* **Records to use**
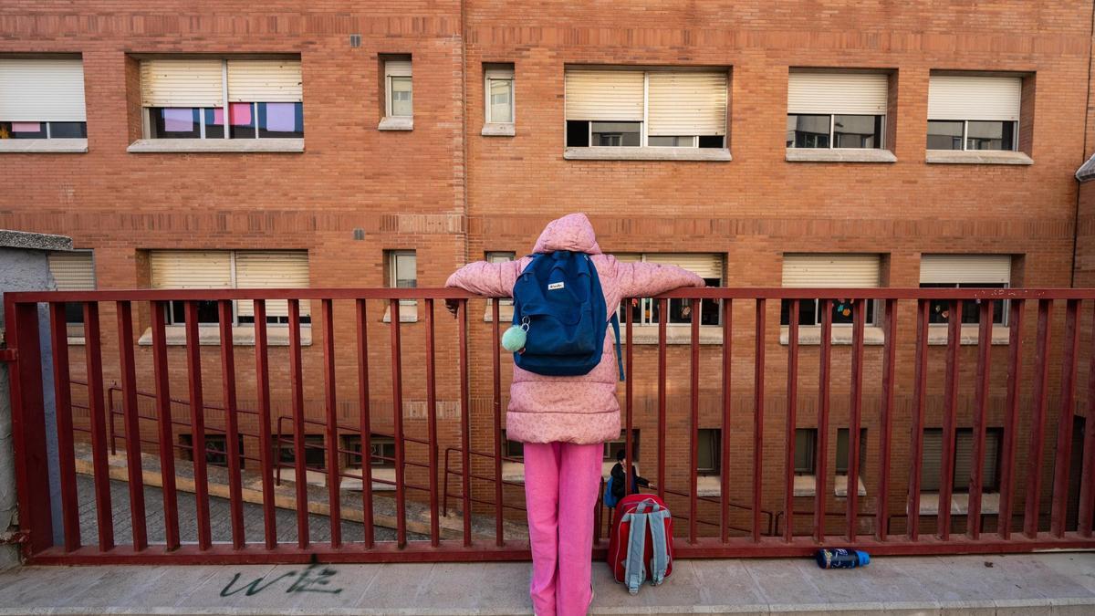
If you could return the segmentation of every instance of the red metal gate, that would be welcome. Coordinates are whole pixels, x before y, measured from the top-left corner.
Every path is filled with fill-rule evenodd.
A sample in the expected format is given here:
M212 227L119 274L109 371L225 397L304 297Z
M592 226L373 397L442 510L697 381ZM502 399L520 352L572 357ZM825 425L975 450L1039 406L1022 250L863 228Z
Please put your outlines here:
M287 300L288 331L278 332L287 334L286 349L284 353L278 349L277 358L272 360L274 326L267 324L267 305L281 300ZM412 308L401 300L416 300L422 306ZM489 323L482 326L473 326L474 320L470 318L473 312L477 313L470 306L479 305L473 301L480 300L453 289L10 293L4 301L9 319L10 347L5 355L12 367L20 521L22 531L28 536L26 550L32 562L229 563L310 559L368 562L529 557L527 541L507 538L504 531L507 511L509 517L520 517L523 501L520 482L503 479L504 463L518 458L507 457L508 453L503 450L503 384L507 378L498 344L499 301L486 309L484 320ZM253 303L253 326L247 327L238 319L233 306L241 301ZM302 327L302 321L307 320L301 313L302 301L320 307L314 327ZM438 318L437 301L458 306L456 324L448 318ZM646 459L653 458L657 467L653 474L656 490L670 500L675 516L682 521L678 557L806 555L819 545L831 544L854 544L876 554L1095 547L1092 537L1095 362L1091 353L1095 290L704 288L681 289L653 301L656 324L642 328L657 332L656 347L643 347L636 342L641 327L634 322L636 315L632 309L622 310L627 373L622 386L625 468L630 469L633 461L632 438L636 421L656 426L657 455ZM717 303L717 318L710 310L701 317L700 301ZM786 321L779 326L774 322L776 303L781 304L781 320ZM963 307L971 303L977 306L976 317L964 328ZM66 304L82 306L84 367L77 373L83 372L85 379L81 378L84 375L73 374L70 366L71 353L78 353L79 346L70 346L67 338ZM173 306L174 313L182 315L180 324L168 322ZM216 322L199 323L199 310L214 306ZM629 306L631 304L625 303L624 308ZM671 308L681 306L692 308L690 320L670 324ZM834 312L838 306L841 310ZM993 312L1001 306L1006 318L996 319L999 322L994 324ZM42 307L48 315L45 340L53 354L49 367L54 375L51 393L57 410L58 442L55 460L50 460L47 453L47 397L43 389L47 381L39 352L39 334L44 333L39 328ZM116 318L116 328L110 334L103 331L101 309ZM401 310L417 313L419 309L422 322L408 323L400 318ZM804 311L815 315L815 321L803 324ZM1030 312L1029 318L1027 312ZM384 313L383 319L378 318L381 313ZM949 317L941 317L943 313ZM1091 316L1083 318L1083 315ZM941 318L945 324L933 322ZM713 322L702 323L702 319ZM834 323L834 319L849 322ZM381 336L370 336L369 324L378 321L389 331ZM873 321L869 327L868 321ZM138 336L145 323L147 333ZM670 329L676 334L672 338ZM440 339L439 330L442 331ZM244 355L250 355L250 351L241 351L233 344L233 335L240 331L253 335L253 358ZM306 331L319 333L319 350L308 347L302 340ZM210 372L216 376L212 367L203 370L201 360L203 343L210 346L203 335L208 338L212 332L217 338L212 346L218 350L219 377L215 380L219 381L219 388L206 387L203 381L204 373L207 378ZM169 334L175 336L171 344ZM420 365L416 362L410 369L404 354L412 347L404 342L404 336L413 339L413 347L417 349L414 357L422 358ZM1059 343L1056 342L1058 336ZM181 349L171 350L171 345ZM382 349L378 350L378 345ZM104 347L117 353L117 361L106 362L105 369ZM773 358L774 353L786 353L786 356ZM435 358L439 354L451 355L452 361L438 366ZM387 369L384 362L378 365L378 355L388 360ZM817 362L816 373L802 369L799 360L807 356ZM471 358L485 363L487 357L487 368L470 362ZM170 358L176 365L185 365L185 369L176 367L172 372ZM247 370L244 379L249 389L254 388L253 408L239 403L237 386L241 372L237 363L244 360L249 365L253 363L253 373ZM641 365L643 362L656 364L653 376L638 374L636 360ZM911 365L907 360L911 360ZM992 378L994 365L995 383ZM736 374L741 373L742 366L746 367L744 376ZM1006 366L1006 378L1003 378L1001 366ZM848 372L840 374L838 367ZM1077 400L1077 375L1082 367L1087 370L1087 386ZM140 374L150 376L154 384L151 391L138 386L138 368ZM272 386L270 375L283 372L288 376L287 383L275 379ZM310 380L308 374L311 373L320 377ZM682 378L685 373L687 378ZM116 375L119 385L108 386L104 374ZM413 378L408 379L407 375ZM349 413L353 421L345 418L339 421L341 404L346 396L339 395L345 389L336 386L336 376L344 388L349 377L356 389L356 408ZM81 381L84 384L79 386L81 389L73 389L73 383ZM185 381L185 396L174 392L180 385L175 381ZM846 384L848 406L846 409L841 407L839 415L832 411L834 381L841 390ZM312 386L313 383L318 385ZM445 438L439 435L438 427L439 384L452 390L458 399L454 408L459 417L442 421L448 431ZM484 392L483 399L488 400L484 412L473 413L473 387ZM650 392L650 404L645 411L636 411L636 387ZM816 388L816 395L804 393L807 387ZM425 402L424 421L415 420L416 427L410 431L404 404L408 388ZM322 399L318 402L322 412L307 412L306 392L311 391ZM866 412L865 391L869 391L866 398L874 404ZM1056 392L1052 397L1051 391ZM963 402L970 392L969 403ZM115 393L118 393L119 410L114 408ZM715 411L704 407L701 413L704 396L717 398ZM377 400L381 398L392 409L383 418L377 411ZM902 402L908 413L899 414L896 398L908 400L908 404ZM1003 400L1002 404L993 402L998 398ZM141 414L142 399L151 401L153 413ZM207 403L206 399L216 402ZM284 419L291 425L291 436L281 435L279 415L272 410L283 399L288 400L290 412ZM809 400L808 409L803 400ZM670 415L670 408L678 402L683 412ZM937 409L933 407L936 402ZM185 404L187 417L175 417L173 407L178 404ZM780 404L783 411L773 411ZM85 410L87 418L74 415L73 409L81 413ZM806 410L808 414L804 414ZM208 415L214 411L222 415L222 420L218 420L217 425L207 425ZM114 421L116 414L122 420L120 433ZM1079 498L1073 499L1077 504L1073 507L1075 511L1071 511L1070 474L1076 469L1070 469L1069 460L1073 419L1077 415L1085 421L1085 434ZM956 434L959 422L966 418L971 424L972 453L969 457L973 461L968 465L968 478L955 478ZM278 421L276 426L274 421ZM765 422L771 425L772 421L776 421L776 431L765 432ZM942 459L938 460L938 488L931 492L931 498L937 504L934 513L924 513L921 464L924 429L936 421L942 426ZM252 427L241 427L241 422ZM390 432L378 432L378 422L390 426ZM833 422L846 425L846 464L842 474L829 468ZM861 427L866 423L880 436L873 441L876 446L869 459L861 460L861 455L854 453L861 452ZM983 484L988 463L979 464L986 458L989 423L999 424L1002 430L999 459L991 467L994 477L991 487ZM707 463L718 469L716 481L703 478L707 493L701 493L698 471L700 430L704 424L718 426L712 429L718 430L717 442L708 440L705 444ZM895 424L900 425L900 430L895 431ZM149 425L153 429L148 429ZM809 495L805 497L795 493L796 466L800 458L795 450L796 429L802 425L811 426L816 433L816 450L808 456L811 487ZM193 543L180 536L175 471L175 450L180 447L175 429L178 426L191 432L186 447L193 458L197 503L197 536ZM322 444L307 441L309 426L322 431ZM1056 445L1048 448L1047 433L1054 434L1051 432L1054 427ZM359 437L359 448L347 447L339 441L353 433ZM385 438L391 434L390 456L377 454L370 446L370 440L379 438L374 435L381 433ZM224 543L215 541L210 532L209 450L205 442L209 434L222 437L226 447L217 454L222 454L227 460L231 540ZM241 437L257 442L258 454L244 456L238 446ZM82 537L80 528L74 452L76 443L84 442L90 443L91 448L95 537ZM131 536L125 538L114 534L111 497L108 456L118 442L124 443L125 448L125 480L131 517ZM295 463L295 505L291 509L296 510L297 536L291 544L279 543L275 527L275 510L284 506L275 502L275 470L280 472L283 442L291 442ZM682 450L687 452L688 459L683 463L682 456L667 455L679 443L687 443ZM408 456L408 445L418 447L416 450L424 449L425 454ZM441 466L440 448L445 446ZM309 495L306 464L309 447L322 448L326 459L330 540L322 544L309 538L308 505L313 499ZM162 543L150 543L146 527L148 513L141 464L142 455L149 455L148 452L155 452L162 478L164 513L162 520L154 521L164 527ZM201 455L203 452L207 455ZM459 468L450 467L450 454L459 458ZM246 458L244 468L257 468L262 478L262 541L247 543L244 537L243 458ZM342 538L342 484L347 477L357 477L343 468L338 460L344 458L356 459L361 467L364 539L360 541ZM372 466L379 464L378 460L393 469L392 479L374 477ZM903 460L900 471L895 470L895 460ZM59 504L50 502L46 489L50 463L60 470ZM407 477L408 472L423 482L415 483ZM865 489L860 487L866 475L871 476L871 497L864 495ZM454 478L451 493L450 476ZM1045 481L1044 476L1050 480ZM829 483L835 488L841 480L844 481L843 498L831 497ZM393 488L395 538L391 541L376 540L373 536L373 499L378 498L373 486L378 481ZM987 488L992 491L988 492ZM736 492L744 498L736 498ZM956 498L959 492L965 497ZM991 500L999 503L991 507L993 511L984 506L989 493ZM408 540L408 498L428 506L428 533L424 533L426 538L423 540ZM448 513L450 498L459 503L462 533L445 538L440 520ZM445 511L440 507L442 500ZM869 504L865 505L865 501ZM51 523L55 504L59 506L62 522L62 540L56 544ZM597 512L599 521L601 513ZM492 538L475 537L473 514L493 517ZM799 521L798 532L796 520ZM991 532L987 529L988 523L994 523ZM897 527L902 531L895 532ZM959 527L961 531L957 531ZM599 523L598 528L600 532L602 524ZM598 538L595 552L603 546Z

* **Directions for this task**
Please pull out every line from the start of the items through the line containing "Every path is filled with fill-rule evenodd.", and copy each one word for word. Leave the pictures out.

* **Written reply**
If you could return the segmentation of every instance of the red metal gate, that would be welcome. Coordinates are whole pixels, x before y, measured from the top-left corner.
Every path is filled with fill-rule evenodd.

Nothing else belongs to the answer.